#### [Data lines]

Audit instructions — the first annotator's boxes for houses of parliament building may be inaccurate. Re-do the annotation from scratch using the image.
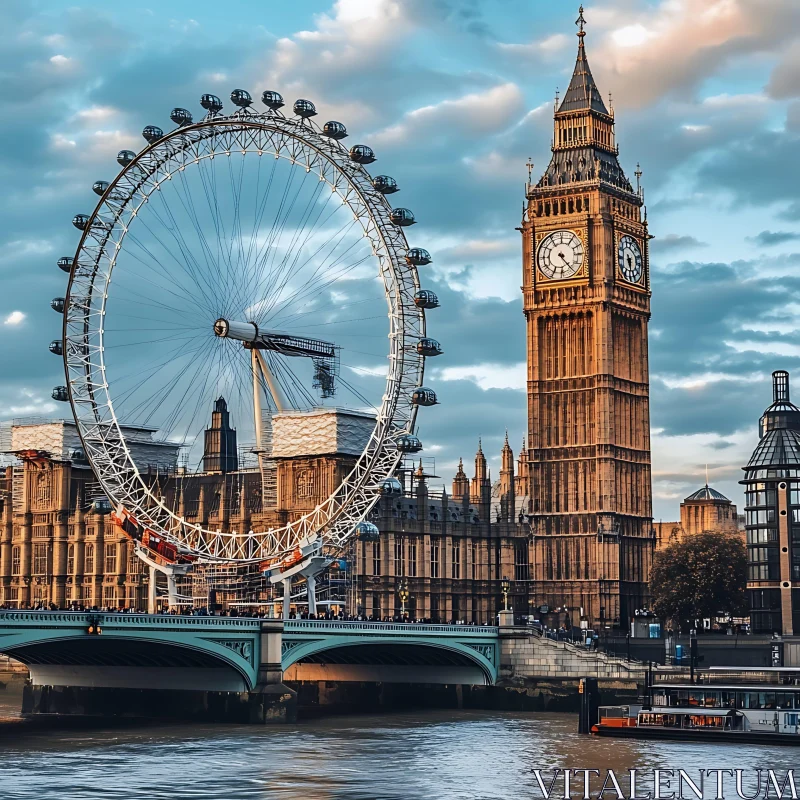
[0,19,655,627]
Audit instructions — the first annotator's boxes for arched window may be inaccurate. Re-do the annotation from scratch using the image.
[83,544,94,575]
[295,469,314,497]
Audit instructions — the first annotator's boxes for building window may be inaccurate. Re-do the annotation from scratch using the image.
[372,542,381,575]
[295,469,314,498]
[451,539,461,581]
[103,542,117,575]
[33,544,47,575]
[394,536,406,575]
[408,539,417,578]
[36,472,50,508]
[514,542,530,581]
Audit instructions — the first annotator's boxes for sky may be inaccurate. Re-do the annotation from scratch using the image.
[0,0,800,520]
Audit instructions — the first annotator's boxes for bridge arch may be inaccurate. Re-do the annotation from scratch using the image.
[281,631,497,685]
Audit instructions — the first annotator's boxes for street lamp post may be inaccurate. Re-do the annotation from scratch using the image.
[397,578,408,620]
[500,575,511,611]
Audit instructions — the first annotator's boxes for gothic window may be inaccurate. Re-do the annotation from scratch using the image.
[104,542,117,575]
[451,539,461,580]
[36,472,51,508]
[33,544,47,575]
[295,469,314,497]
[394,536,406,575]
[372,542,381,575]
[408,539,417,578]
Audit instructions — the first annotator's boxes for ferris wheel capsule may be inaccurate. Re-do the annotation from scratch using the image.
[414,289,439,308]
[261,89,286,111]
[142,125,164,144]
[397,433,422,453]
[169,108,193,126]
[381,478,403,497]
[411,386,439,407]
[417,336,444,358]
[231,89,253,108]
[389,208,417,228]
[200,94,222,114]
[372,175,400,194]
[92,497,113,516]
[356,520,381,542]
[322,120,347,139]
[292,98,317,119]
[350,144,375,164]
[406,247,433,267]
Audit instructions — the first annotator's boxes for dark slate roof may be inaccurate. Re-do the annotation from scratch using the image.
[558,37,608,115]
[683,485,730,503]
[745,428,800,469]
[537,146,633,194]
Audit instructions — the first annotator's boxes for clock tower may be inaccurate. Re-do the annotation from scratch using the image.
[521,8,654,628]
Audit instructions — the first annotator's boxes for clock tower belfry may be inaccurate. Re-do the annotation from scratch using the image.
[521,8,654,627]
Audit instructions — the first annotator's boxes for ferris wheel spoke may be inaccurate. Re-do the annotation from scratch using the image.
[260,216,362,319]
[114,342,210,415]
[239,159,304,312]
[126,222,219,318]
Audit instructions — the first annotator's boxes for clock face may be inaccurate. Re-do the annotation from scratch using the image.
[618,236,642,283]
[536,231,584,280]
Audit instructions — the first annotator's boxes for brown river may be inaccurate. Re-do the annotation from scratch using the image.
[0,680,800,800]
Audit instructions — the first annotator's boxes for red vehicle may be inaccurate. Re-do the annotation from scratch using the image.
[111,505,194,564]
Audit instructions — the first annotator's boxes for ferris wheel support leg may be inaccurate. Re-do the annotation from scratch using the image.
[306,575,317,615]
[147,567,158,614]
[167,572,178,608]
[250,350,264,458]
[252,348,287,414]
[283,578,292,619]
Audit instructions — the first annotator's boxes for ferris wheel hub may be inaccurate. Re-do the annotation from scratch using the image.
[214,317,258,342]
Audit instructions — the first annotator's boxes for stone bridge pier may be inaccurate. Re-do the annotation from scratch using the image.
[0,611,296,723]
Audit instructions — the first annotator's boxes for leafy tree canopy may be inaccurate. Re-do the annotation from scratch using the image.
[650,531,747,621]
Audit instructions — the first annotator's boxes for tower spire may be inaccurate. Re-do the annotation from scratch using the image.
[558,6,609,116]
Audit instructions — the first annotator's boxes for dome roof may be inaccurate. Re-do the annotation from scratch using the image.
[745,428,800,469]
[684,484,730,503]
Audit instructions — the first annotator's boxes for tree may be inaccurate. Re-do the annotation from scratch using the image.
[650,531,747,622]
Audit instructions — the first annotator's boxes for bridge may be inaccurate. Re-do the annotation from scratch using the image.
[0,611,500,721]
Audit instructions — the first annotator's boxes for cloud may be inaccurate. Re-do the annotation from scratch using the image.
[749,231,800,247]
[3,311,25,325]
[650,233,708,253]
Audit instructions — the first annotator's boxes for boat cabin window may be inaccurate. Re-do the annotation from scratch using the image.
[653,688,800,709]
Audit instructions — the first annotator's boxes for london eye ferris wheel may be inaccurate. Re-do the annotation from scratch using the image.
[50,89,441,564]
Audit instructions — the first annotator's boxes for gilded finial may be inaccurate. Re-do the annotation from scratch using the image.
[575,6,586,42]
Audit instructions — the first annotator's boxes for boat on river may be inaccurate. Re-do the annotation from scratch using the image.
[591,669,800,745]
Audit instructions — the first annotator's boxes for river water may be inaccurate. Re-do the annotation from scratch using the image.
[0,680,800,800]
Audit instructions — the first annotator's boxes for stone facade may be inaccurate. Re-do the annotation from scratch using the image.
[520,21,655,624]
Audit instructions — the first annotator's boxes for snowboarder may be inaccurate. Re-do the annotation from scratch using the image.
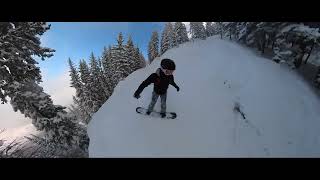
[134,59,180,118]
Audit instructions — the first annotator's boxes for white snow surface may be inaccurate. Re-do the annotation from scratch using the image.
[88,36,320,157]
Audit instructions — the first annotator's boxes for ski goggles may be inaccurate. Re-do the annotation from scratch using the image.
[161,68,174,76]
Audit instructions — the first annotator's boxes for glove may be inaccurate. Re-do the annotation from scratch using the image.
[133,93,140,99]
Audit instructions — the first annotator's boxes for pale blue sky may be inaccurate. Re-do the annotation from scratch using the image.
[39,22,164,78]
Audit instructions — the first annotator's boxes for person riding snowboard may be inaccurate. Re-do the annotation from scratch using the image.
[134,59,180,118]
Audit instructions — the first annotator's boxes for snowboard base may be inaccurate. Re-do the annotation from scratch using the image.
[136,107,177,119]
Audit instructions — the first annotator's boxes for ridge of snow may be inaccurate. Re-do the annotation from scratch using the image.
[88,36,320,157]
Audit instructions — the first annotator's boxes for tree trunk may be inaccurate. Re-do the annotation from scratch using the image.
[271,40,275,50]
[304,42,315,64]
[294,53,305,69]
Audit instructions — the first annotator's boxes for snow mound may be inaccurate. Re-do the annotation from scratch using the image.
[88,36,320,157]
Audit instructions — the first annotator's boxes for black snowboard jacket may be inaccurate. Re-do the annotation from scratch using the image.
[134,68,179,95]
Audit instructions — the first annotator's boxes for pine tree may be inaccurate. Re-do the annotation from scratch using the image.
[160,23,173,55]
[148,31,159,63]
[88,53,106,112]
[0,22,88,149]
[124,36,138,74]
[79,60,94,123]
[173,22,189,45]
[101,46,113,98]
[190,22,206,39]
[112,33,130,84]
[206,22,214,37]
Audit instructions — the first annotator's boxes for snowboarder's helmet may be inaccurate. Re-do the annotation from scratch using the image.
[161,59,176,70]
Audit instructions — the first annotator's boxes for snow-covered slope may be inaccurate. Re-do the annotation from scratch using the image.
[88,37,320,157]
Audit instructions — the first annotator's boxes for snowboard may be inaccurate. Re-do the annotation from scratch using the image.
[136,107,177,119]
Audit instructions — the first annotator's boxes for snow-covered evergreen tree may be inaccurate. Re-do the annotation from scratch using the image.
[124,36,139,74]
[190,22,206,39]
[88,53,106,112]
[0,22,88,150]
[206,22,214,37]
[160,22,173,55]
[173,22,189,45]
[148,31,159,63]
[112,33,130,84]
[79,60,94,123]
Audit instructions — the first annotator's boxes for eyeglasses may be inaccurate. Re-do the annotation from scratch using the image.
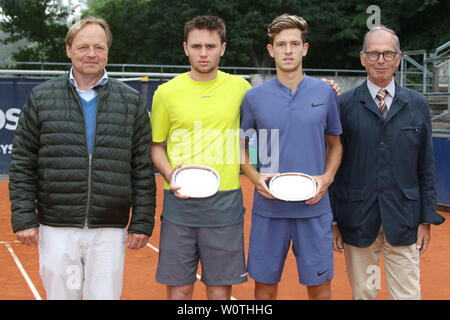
[364,51,397,61]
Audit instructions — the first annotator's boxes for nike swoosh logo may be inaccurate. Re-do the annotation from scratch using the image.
[317,269,328,277]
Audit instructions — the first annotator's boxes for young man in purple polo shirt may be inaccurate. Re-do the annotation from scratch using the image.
[241,14,342,299]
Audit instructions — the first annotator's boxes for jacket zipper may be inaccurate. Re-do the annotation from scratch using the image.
[70,84,99,227]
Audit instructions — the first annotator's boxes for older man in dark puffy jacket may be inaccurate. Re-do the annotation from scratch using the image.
[9,17,156,299]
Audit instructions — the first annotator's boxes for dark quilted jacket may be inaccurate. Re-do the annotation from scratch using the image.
[9,75,156,235]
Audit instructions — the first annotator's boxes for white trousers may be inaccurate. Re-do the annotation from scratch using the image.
[344,227,421,300]
[39,225,127,300]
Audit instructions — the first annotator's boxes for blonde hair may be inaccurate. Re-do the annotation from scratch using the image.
[267,13,308,44]
[66,16,112,48]
[184,15,226,43]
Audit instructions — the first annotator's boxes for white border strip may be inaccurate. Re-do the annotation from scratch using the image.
[147,242,237,300]
[4,242,42,300]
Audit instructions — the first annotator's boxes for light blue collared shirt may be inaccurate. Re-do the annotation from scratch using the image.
[367,77,395,110]
[69,68,108,101]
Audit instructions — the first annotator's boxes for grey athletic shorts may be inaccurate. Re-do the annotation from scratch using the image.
[156,219,247,286]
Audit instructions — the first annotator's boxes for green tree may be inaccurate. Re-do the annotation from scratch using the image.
[0,0,70,62]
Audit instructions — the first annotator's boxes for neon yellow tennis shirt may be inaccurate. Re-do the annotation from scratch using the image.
[151,71,251,191]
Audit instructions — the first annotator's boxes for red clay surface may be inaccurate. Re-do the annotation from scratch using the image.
[0,176,450,300]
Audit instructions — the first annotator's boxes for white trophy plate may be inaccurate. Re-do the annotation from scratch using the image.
[172,165,220,198]
[269,172,317,201]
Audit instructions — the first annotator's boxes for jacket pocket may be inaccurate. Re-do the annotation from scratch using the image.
[399,187,420,229]
[331,186,366,232]
[402,187,420,200]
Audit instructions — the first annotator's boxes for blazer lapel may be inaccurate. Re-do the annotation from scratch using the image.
[359,80,382,118]
[385,81,407,122]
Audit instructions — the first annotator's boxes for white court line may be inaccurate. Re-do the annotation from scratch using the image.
[4,242,42,300]
[147,242,237,300]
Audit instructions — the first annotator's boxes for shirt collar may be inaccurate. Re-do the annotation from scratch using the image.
[367,77,395,100]
[69,67,108,91]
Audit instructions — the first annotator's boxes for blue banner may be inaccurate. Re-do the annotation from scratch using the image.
[0,78,163,174]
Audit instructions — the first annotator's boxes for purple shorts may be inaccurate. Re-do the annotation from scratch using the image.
[248,212,334,286]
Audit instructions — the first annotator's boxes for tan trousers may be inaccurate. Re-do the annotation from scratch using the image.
[344,227,421,300]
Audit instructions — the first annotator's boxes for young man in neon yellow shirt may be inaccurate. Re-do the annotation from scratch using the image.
[151,16,250,299]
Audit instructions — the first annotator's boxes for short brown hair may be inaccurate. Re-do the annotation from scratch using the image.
[267,13,308,44]
[184,15,226,43]
[66,16,112,48]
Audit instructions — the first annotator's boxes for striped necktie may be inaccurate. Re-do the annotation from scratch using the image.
[377,89,388,119]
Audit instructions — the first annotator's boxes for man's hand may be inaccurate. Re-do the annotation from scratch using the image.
[305,175,332,205]
[416,223,431,254]
[320,78,341,96]
[16,227,39,245]
[169,164,189,199]
[127,233,148,250]
[255,173,276,200]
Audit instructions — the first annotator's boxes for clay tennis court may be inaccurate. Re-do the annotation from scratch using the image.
[0,176,450,300]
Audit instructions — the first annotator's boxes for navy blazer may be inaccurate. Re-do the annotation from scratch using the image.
[330,81,445,247]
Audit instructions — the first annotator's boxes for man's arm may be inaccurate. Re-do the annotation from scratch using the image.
[305,135,343,205]
[240,139,276,200]
[151,142,189,199]
[128,97,156,249]
[9,92,39,244]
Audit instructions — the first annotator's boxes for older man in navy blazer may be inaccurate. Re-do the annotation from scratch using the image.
[331,26,444,299]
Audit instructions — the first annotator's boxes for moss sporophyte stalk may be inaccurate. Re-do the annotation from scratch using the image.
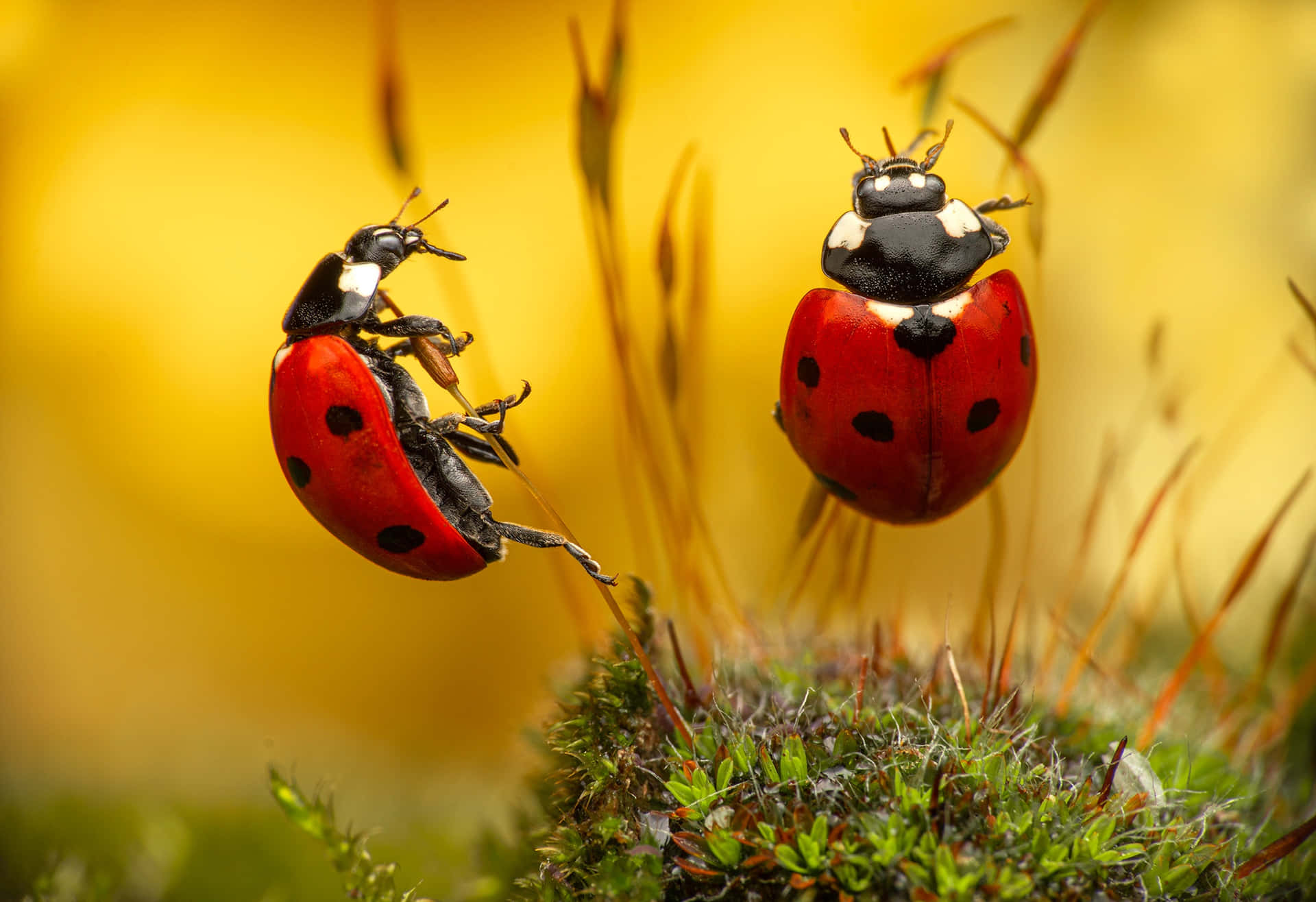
[259,0,1316,902]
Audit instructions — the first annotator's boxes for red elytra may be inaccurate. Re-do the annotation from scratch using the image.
[270,334,485,579]
[781,270,1037,523]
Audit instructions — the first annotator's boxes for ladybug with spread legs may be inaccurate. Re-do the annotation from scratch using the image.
[775,123,1037,523]
[270,191,615,585]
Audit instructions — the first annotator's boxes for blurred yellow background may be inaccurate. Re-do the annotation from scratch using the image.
[0,0,1316,820]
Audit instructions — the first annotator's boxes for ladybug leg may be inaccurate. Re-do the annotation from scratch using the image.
[380,332,475,359]
[443,432,521,466]
[978,209,1010,257]
[429,379,531,435]
[489,517,617,586]
[475,379,531,416]
[358,313,471,353]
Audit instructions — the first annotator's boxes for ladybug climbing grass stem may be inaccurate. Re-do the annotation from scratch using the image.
[380,292,695,752]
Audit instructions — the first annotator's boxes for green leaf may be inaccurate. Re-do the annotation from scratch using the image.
[717,759,735,792]
[774,843,808,875]
[704,829,742,868]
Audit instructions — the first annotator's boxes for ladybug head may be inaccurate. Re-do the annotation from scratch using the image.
[841,120,954,220]
[343,188,466,278]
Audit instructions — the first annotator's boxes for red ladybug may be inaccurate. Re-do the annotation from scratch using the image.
[777,123,1037,523]
[270,193,615,585]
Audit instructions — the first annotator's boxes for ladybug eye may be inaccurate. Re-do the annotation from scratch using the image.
[345,226,406,276]
[375,232,405,262]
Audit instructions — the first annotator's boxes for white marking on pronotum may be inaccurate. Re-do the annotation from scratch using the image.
[931,291,971,320]
[338,263,385,297]
[937,200,983,239]
[864,300,913,328]
[827,210,871,250]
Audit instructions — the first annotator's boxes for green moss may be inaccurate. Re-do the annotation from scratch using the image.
[500,642,1316,901]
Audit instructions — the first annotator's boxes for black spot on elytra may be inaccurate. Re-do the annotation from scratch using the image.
[375,523,425,554]
[895,304,955,359]
[795,357,822,389]
[850,411,897,441]
[325,404,365,437]
[288,457,310,489]
[966,398,1000,432]
[814,473,855,502]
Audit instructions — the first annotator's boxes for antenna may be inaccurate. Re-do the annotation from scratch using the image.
[388,184,421,226]
[841,127,884,173]
[923,119,955,173]
[405,199,448,229]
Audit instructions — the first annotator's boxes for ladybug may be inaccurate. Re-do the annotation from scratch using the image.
[775,123,1037,523]
[270,192,615,585]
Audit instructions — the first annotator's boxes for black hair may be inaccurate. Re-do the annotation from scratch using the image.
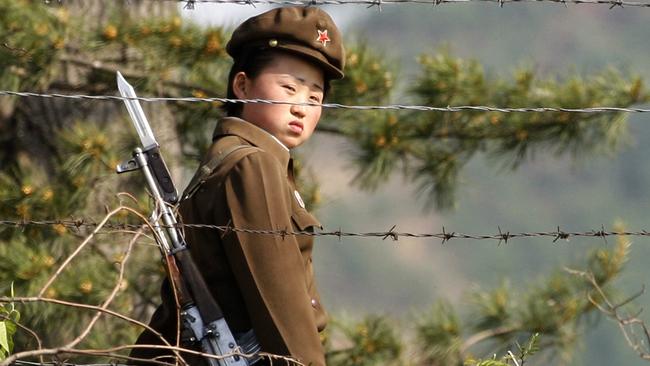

#### [Job]
List every line of the material above that contains the string "trousers", copying each line in full. Case counts.

#### [Response to this task]
Audit instructions — the first annotator's boxes for white trousers may be inaccurate. Re-do the annotation from scratch using the image.
Audit instructions — the first annotator's boxes for tan trousers may be inaccurate. Re-do the annotation from scratch using the image.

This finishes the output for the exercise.